WRITTEN EXERCISE:
Rewrite the data from its first line through the line containing "point(435, 57)" as a Markdown table with the columns Row and Line. Put the row number in Row and the line in Line, and leave out any blank lines.

──────── INFORMATION PROVIDED ────────

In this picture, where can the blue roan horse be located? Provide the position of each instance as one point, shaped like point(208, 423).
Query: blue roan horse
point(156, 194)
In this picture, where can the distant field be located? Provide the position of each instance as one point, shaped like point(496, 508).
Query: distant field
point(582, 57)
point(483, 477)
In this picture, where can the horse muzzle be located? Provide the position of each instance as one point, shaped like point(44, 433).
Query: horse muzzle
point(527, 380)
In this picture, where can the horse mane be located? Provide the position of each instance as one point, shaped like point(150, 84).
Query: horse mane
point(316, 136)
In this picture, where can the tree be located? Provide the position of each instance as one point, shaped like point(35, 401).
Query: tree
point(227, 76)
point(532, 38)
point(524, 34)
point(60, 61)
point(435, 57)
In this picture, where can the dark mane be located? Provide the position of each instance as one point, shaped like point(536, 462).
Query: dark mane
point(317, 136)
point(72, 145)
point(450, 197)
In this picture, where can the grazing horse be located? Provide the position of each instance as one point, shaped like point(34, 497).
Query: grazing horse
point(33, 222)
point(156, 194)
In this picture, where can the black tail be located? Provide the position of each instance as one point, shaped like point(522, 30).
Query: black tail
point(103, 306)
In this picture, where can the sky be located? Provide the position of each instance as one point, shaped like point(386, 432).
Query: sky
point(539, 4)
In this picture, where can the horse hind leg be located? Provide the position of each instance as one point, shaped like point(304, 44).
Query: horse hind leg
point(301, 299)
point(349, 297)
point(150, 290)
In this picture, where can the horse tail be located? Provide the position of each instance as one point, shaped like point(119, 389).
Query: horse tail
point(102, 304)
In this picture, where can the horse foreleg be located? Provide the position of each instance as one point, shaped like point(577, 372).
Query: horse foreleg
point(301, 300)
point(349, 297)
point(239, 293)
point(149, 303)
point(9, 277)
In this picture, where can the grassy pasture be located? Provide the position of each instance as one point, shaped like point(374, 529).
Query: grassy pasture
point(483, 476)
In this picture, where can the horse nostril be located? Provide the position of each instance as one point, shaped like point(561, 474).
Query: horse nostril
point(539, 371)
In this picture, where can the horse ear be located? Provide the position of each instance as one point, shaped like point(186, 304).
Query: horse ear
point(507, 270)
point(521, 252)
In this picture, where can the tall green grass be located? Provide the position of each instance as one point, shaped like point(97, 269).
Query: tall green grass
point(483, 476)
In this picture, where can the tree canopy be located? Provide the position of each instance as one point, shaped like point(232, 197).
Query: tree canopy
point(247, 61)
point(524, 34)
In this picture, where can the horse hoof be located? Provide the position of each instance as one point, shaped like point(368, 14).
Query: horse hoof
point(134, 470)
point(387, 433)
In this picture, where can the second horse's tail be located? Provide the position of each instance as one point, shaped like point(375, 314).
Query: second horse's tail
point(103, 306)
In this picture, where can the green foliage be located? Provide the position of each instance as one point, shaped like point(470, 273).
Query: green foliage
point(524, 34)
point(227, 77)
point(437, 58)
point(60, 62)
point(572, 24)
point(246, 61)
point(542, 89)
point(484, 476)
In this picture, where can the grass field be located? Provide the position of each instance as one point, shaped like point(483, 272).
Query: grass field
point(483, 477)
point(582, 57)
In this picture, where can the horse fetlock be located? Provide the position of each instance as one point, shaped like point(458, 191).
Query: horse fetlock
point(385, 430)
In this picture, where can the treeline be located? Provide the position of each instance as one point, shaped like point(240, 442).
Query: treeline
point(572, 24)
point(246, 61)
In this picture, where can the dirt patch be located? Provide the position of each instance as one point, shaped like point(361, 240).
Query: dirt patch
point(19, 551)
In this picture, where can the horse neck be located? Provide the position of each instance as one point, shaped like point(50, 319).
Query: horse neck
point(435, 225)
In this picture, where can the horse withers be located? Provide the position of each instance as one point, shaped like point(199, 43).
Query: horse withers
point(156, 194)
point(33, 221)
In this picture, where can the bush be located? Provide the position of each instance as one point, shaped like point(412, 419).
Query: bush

────────

EXERCISE RESULT:
| Row | Line |
|---|---|
| 1 | In this picture, where can the blue roan horse be located? Provide the position of each instance as one point, shaped like point(208, 423). |
| 2 | Query: blue roan horse |
| 3 | point(156, 194) |
| 4 | In this picture, where can the distant field be located? Provide the position of each instance as one point, shaped like point(496, 508). |
| 5 | Query: distant field |
| 6 | point(582, 57) |
| 7 | point(483, 477) |
| 8 | In this picture, where can the horse muzzle be located? Provide the position of each instance as one point, shaped like point(44, 433). |
| 9 | Query: horse muzzle |
| 10 | point(527, 380) |
| 11 | In this picture, where can the horse mane be located? Provide the position of each instance as one point, shaped like point(150, 84). |
| 12 | Query: horse mane |
| 13 | point(316, 136) |
| 14 | In this picture, where can the tree be located? Provide the position of each instance as one point, shaped like point(35, 401). |
| 15 | Query: tree |
| 16 | point(227, 76) |
| 17 | point(532, 38) |
| 18 | point(524, 34) |
| 19 | point(60, 61) |
| 20 | point(435, 57) |